### [What to produce]
Within the material below, locate the line with "Task: point out the parking" and the line with "Task: point out the white house, one", then return those two lines and all lines between them, exactly as written.

### [Entries supplied]
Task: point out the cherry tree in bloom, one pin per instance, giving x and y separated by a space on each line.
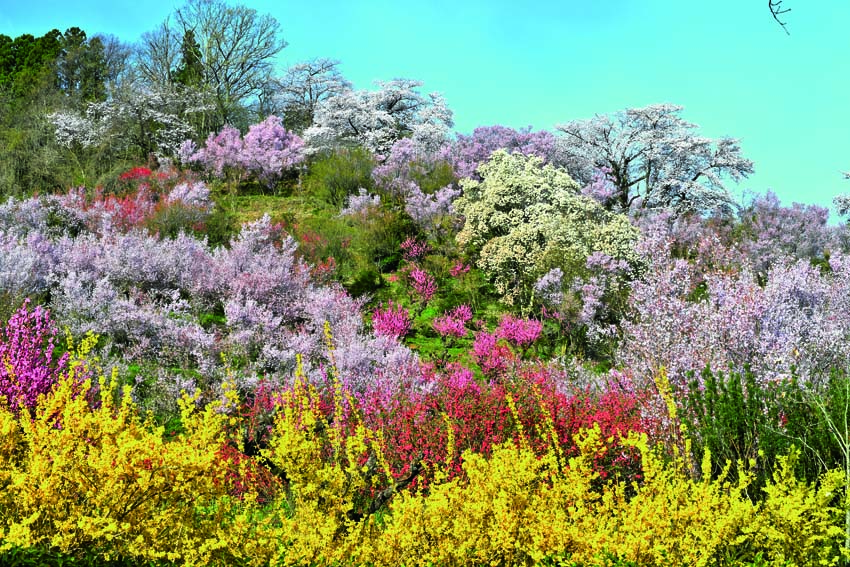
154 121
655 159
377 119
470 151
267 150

* * *

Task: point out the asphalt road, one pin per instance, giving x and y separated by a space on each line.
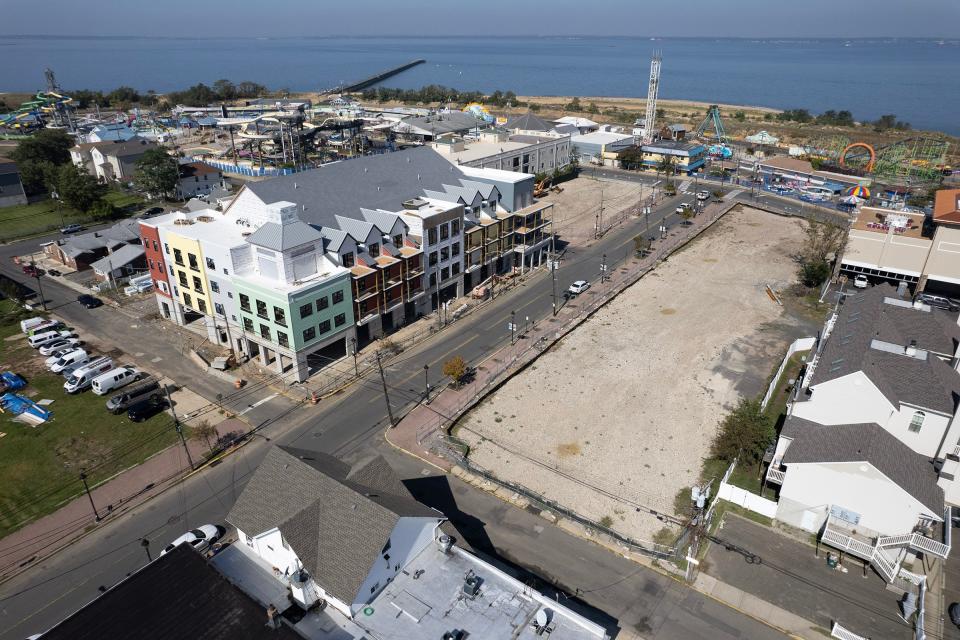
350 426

==

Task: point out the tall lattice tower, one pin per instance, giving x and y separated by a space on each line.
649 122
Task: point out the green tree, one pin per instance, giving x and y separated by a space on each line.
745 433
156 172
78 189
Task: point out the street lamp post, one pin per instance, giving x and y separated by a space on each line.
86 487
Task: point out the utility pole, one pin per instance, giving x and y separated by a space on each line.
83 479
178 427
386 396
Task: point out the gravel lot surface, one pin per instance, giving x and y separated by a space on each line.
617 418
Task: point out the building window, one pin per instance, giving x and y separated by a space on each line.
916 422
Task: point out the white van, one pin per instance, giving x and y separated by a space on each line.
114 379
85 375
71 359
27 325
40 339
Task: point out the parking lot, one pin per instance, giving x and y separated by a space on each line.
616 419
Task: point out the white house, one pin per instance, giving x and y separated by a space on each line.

### [Answer]
Task: point out the parking lot, one pin per instance, giving x and y separated by a space on each line.
616 419
Task: point out the white house, one pin per instance, giving x and y separated by a space on each line.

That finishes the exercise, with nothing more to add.